- _What to do_
Add 129 to every x and y coordinate in the records below and write out again every line from the one containing "The service MUST place one dot on the storefront" down to and including the one containing "x=196, y=54", leaving all other text on those lines unchanged. Give only those lines.

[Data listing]

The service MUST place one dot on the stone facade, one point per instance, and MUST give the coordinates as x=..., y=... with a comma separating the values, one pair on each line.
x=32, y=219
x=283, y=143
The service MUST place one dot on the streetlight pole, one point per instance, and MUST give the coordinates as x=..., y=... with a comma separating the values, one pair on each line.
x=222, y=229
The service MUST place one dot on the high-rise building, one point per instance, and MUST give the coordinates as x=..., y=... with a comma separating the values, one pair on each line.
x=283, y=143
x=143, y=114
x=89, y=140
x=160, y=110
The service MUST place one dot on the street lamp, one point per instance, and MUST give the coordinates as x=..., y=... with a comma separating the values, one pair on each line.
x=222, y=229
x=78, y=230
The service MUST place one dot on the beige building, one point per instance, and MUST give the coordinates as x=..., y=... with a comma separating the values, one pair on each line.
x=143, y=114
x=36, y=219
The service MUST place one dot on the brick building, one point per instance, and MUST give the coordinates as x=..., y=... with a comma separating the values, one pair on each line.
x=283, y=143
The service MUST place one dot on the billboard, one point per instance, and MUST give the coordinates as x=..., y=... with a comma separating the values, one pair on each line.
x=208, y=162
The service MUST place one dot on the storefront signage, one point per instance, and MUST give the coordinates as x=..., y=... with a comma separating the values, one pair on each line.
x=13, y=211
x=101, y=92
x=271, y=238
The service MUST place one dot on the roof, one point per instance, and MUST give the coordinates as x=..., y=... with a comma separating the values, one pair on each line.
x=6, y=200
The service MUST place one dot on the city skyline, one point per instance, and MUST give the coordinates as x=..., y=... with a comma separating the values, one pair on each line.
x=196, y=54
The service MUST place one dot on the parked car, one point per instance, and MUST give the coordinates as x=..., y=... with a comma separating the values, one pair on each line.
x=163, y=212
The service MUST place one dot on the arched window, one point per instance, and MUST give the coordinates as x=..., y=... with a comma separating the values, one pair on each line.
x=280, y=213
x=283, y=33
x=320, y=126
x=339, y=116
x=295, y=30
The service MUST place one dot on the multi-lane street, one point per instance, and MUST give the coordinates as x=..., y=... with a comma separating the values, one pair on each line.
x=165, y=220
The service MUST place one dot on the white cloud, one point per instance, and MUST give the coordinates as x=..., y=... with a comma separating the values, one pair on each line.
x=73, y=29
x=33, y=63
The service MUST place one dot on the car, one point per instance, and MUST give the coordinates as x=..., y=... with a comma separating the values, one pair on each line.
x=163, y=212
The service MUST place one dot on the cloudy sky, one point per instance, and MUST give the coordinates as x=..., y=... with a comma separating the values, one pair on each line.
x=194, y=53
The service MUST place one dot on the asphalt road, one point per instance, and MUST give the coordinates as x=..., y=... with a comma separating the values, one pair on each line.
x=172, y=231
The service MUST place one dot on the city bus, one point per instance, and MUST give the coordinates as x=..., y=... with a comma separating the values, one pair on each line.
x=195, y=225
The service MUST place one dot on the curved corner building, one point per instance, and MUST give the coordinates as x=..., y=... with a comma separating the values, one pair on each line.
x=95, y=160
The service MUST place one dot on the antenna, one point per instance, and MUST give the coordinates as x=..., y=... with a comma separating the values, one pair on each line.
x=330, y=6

---

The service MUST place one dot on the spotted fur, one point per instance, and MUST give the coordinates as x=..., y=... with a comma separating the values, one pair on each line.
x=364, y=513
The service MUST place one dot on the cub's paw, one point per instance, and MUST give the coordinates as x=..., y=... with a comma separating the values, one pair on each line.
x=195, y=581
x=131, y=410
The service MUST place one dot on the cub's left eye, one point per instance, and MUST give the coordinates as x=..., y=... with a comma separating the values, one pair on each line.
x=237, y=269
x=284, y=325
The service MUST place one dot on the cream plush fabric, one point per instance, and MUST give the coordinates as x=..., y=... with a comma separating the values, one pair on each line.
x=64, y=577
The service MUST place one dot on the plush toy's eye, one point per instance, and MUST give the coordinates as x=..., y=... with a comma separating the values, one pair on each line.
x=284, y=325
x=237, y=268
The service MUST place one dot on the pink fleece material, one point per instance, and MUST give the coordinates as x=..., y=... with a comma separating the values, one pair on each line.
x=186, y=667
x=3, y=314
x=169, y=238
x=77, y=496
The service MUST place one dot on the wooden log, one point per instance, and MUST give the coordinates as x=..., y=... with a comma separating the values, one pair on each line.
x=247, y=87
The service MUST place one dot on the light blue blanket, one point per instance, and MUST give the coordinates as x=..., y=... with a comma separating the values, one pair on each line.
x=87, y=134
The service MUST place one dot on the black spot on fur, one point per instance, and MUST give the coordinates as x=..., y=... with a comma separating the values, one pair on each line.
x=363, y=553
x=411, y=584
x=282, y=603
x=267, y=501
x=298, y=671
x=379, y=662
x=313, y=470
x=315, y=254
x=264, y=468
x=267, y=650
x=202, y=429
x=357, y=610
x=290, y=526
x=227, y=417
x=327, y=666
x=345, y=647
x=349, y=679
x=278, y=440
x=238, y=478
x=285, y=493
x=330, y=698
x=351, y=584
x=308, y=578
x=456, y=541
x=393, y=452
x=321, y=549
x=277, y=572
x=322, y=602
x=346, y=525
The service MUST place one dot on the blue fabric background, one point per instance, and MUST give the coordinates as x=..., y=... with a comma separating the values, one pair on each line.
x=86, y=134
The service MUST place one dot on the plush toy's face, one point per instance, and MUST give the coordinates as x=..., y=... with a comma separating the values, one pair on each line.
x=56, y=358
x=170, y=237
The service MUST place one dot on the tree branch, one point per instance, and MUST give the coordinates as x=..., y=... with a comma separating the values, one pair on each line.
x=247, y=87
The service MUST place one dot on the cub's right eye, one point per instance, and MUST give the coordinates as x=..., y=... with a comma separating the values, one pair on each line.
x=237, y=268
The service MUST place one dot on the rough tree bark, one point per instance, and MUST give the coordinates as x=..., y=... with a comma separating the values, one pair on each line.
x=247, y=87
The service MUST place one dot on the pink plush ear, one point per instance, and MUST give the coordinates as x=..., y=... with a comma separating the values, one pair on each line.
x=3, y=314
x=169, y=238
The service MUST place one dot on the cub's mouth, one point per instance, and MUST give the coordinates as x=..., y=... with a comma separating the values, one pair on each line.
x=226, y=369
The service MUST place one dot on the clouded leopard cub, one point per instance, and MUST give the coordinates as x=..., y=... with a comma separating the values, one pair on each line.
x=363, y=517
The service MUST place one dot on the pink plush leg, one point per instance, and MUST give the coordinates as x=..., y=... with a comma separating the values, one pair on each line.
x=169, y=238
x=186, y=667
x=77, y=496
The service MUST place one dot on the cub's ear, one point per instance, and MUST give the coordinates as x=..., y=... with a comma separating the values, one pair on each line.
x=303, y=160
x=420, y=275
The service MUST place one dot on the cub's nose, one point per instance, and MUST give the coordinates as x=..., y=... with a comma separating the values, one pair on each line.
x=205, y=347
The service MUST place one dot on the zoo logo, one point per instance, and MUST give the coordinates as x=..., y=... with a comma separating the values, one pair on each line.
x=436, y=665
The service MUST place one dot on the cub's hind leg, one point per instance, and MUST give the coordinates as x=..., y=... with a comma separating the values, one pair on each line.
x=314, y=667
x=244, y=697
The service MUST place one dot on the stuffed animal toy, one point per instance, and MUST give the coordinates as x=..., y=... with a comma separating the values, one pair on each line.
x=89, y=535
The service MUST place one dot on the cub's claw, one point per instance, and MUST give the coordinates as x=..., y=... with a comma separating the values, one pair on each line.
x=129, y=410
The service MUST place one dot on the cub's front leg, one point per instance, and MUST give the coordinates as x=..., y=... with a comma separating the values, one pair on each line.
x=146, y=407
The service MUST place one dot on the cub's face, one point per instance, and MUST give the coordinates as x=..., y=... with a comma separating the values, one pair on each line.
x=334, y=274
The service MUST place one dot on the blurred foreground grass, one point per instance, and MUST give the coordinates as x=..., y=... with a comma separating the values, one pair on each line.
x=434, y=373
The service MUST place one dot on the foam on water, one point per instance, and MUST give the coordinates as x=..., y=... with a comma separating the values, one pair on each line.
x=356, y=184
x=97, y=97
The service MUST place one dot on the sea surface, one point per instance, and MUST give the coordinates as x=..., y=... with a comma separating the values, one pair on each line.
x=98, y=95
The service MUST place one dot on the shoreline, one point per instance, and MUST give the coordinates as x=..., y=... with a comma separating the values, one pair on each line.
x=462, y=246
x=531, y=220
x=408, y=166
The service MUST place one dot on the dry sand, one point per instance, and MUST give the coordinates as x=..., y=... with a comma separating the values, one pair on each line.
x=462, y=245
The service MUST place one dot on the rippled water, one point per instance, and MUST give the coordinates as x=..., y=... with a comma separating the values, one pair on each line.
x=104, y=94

- _Task response_
The service MUST place one dot on the storefront signage, one point per instance, and MUST give the coordinates as x=..., y=... with a comma separating the values, one pair on each line.
x=142, y=340
x=230, y=221
x=400, y=367
The service MUST place one dot on the roof, one point per instance, and MUST give the coordinates as x=..., y=... with a comma separating the values, one pair on each line.
x=135, y=329
The service MUST place one dot on the city skyline, one point per instance, and MUST give the coordinates as x=..., y=... with a comma separating the values, one pair on each line.
x=325, y=183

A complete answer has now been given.